Nothing other than the lines from the one containing "Reviewer note: make sure every instance of the dog's white" through the close of the entries below should be printed, each exactly.

Data items
★ ★ ★ ★

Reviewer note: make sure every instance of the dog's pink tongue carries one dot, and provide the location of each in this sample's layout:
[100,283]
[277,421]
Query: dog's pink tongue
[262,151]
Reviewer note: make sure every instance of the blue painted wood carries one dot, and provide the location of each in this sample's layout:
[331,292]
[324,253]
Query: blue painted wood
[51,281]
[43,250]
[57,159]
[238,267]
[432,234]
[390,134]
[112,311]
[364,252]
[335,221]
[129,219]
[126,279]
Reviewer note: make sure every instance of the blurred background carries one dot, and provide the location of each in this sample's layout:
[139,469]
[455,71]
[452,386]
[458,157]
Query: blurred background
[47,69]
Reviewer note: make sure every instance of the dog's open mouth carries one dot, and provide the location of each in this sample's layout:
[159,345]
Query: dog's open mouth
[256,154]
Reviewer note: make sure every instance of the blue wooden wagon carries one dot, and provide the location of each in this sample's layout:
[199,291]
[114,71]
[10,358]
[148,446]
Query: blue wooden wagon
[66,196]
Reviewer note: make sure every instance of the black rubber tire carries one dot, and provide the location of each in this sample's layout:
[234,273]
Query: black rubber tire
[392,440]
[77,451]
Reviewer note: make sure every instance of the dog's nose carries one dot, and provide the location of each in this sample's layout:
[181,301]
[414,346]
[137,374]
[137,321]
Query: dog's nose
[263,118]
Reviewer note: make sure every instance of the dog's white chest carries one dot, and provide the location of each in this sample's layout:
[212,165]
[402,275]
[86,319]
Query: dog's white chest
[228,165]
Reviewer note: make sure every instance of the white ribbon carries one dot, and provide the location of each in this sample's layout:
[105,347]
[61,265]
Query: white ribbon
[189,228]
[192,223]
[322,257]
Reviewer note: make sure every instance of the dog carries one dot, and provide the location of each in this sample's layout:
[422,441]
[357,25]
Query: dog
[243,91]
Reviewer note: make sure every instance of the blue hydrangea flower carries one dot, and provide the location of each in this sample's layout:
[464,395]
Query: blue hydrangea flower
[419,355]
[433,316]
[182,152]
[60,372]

★ ★ ★ ★

### [Output of the exercise]
Reviewer note: make sure every instance of the dog's white chest carries one dot, and provide the location of each in this sample's layout:
[212,165]
[402,275]
[86,319]
Query: dog's white chest
[228,165]
Reviewer note: make sure every instance of the white ribbon carries one dot, and provide the location of each in this sample's layout:
[105,347]
[61,265]
Query: white ribbon
[189,228]
[192,223]
[322,257]
Reviewer note: make sure every instance of the dog carries one dot, and provide the location of each in this sample's layout:
[422,441]
[357,25]
Query: dog
[243,91]
Reviewer note: make sure every instance of the blue hydrangea flower carries one dot, and provide the location of each in this sample's layout:
[464,395]
Query: blue hydrangea flower
[419,355]
[433,316]
[182,152]
[60,372]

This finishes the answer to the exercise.